> [Task statement]: Copy the rows below, unchanged, from the line containing "For the evaluation, point out each instance of the railway" through the end of the rows, both ends included. Leave the pictures out of your answer.

> [Task material]:

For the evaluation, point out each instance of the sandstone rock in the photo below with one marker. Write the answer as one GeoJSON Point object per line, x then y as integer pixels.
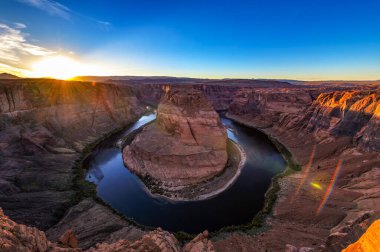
{"type": "Point", "coordinates": [290, 248]}
{"type": "Point", "coordinates": [44, 126]}
{"type": "Point", "coordinates": [16, 237]}
{"type": "Point", "coordinates": [156, 240]}
{"type": "Point", "coordinates": [186, 145]}
{"type": "Point", "coordinates": [199, 243]}
{"type": "Point", "coordinates": [69, 239]}
{"type": "Point", "coordinates": [305, 249]}
{"type": "Point", "coordinates": [94, 223]}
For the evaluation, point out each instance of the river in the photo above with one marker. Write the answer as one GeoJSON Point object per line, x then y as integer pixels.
{"type": "Point", "coordinates": [238, 204]}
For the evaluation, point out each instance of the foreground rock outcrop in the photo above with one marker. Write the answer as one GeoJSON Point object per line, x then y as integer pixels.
{"type": "Point", "coordinates": [186, 145]}
{"type": "Point", "coordinates": [327, 136]}
{"type": "Point", "coordinates": [368, 242]}
{"type": "Point", "coordinates": [45, 126]}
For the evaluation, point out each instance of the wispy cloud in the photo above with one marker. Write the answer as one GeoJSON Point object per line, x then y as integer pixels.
{"type": "Point", "coordinates": [52, 7]}
{"type": "Point", "coordinates": [15, 49]}
{"type": "Point", "coordinates": [20, 25]}
{"type": "Point", "coordinates": [56, 9]}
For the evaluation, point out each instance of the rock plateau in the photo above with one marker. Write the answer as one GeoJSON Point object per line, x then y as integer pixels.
{"type": "Point", "coordinates": [187, 143]}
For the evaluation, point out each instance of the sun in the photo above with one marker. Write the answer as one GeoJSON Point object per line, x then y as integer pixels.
{"type": "Point", "coordinates": [58, 67]}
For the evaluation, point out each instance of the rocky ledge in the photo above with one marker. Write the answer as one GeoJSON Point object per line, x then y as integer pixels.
{"type": "Point", "coordinates": [185, 146]}
{"type": "Point", "coordinates": [17, 237]}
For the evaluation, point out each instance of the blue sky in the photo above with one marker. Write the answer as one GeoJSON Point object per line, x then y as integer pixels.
{"type": "Point", "coordinates": [296, 39]}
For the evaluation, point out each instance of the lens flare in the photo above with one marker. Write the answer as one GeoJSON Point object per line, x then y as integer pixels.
{"type": "Point", "coordinates": [331, 186]}
{"type": "Point", "coordinates": [304, 175]}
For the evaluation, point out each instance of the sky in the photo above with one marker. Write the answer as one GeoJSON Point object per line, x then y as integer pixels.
{"type": "Point", "coordinates": [294, 39]}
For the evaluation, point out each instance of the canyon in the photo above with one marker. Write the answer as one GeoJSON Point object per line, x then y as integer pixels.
{"type": "Point", "coordinates": [331, 132]}
{"type": "Point", "coordinates": [186, 145]}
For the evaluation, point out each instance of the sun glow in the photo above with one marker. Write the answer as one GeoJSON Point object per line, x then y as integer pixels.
{"type": "Point", "coordinates": [60, 67]}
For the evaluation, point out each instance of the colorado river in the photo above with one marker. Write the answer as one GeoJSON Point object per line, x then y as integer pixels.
{"type": "Point", "coordinates": [238, 204]}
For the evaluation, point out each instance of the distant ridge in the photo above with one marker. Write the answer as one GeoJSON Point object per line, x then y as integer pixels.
{"type": "Point", "coordinates": [8, 76]}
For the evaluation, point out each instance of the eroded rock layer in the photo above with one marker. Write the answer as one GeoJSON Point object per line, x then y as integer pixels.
{"type": "Point", "coordinates": [45, 125]}
{"type": "Point", "coordinates": [331, 133]}
{"type": "Point", "coordinates": [15, 237]}
{"type": "Point", "coordinates": [186, 145]}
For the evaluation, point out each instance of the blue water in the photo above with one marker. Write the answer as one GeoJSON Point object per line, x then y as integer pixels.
{"type": "Point", "coordinates": [124, 191]}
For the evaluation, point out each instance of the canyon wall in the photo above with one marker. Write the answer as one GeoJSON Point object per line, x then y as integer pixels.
{"type": "Point", "coordinates": [219, 92]}
{"type": "Point", "coordinates": [186, 145]}
{"type": "Point", "coordinates": [45, 125]}
{"type": "Point", "coordinates": [334, 136]}
{"type": "Point", "coordinates": [18, 237]}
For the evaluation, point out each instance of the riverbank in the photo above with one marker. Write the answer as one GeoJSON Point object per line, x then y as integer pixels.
{"type": "Point", "coordinates": [201, 191]}
{"type": "Point", "coordinates": [298, 209]}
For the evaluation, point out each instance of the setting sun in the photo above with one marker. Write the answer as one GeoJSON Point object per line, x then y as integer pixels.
{"type": "Point", "coordinates": [58, 67]}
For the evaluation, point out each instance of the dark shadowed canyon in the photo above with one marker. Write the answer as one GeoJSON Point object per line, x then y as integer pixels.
{"type": "Point", "coordinates": [53, 133]}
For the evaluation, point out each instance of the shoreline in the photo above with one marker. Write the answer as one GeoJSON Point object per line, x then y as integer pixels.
{"type": "Point", "coordinates": [230, 182]}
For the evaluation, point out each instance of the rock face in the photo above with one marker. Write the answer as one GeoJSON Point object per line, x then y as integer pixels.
{"type": "Point", "coordinates": [352, 114]}
{"type": "Point", "coordinates": [328, 127]}
{"type": "Point", "coordinates": [186, 145]}
{"type": "Point", "coordinates": [44, 127]}
{"type": "Point", "coordinates": [16, 237]}
{"type": "Point", "coordinates": [368, 242]}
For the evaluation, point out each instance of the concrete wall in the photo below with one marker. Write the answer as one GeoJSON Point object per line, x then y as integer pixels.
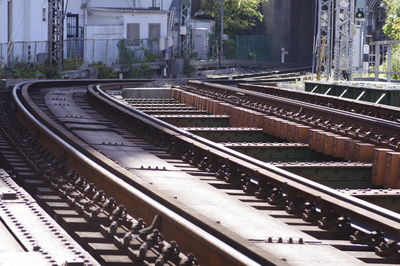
{"type": "Point", "coordinates": [277, 24]}
{"type": "Point", "coordinates": [291, 25]}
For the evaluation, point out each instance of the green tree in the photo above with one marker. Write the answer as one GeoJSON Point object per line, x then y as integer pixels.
{"type": "Point", "coordinates": [392, 23]}
{"type": "Point", "coordinates": [239, 15]}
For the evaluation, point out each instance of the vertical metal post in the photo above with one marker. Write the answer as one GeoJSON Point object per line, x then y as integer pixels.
{"type": "Point", "coordinates": [377, 60]}
{"type": "Point", "coordinates": [184, 30]}
{"type": "Point", "coordinates": [389, 64]}
{"type": "Point", "coordinates": [93, 50]}
{"type": "Point", "coordinates": [106, 52]}
{"type": "Point", "coordinates": [56, 32]}
{"type": "Point", "coordinates": [344, 23]}
{"type": "Point", "coordinates": [324, 36]}
{"type": "Point", "coordinates": [34, 54]}
{"type": "Point", "coordinates": [237, 47]}
{"type": "Point", "coordinates": [222, 29]}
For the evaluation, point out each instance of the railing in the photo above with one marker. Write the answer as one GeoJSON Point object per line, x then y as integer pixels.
{"type": "Point", "coordinates": [108, 51]}
{"type": "Point", "coordinates": [384, 59]}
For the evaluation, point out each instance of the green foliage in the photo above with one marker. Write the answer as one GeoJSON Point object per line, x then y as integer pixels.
{"type": "Point", "coordinates": [22, 70]}
{"type": "Point", "coordinates": [104, 72]}
{"type": "Point", "coordinates": [142, 71]}
{"type": "Point", "coordinates": [395, 62]}
{"type": "Point", "coordinates": [72, 63]}
{"type": "Point", "coordinates": [392, 23]}
{"type": "Point", "coordinates": [26, 71]}
{"type": "Point", "coordinates": [51, 72]}
{"type": "Point", "coordinates": [151, 57]}
{"type": "Point", "coordinates": [239, 15]}
{"type": "Point", "coordinates": [126, 55]}
{"type": "Point", "coordinates": [2, 72]}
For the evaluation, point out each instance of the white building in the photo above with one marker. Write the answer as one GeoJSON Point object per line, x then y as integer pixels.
{"type": "Point", "coordinates": [98, 24]}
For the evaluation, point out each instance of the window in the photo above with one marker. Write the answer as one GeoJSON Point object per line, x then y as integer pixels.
{"type": "Point", "coordinates": [133, 33]}
{"type": "Point", "coordinates": [154, 35]}
{"type": "Point", "coordinates": [154, 31]}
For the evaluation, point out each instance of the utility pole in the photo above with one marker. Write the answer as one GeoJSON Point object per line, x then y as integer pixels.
{"type": "Point", "coordinates": [56, 32]}
{"type": "Point", "coordinates": [184, 27]}
{"type": "Point", "coordinates": [221, 33]}
{"type": "Point", "coordinates": [334, 51]}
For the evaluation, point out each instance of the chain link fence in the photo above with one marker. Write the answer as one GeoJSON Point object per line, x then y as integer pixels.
{"type": "Point", "coordinates": [108, 51]}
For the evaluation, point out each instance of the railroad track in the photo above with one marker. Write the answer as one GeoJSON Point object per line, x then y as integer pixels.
{"type": "Point", "coordinates": [92, 154]}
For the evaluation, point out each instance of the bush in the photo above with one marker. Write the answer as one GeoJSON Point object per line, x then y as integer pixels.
{"type": "Point", "coordinates": [104, 72]}
{"type": "Point", "coordinates": [395, 62]}
{"type": "Point", "coordinates": [142, 71]}
{"type": "Point", "coordinates": [50, 71]}
{"type": "Point", "coordinates": [72, 63]}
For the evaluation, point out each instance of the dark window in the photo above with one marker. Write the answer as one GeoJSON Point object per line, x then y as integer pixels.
{"type": "Point", "coordinates": [72, 25]}
{"type": "Point", "coordinates": [133, 33]}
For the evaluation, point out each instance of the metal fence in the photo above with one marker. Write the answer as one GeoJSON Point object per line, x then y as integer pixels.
{"type": "Point", "coordinates": [384, 59]}
{"type": "Point", "coordinates": [249, 47]}
{"type": "Point", "coordinates": [108, 51]}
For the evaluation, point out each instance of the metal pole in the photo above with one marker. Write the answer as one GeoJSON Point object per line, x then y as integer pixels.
{"type": "Point", "coordinates": [389, 64]}
{"type": "Point", "coordinates": [222, 29]}
{"type": "Point", "coordinates": [377, 61]}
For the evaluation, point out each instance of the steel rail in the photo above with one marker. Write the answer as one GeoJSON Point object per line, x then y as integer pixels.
{"type": "Point", "coordinates": [324, 99]}
{"type": "Point", "coordinates": [310, 106]}
{"type": "Point", "coordinates": [363, 210]}
{"type": "Point", "coordinates": [171, 222]}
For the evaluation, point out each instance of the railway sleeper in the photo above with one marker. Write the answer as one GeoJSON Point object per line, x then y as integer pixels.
{"type": "Point", "coordinates": [77, 206]}
{"type": "Point", "coordinates": [324, 215]}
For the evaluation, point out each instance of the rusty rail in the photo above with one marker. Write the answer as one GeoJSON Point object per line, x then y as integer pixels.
{"type": "Point", "coordinates": [192, 238]}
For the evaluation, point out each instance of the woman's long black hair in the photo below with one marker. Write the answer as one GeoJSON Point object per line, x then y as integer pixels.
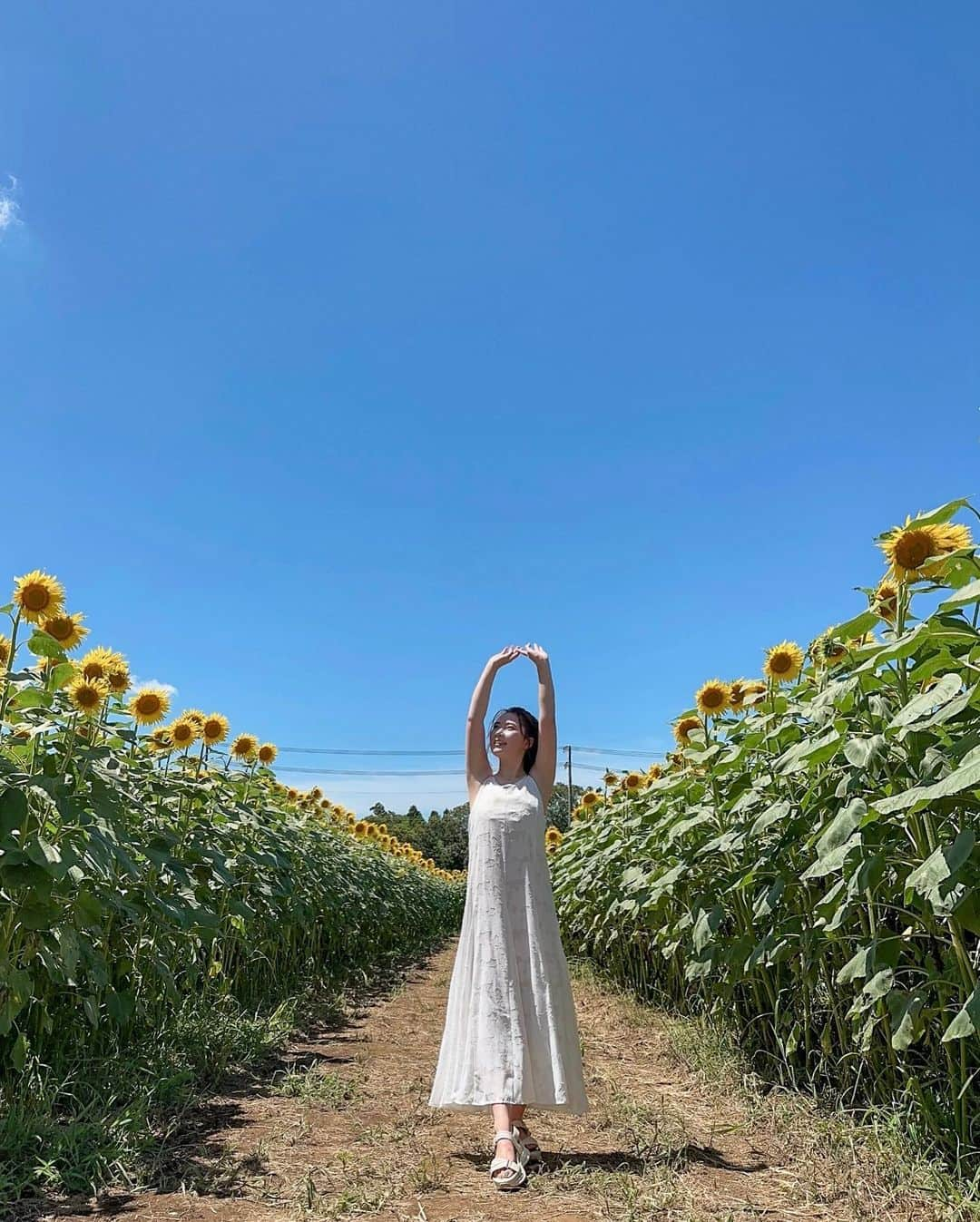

> [Problem solution]:
For the evaluation, point out each instance of the railway sleeper in the photo above with one marker. Write the answer as one GeoJSON Point object per line, x then y as integer pixels.
{"type": "Point", "coordinates": [77, 206]}
{"type": "Point", "coordinates": [324, 215]}
For the evaluation, point out each instance of the rusty rail in the photo above with one marker. Write the answer as one GeoJSON Point object per line, x then y as integer pixels.
{"type": "Point", "coordinates": [192, 238]}
For the evaluation, point out each instance of the woman's long black hair in the photo below with one marker. Write the answer as one GeoJSON Point object per line, x then y as integer pixels.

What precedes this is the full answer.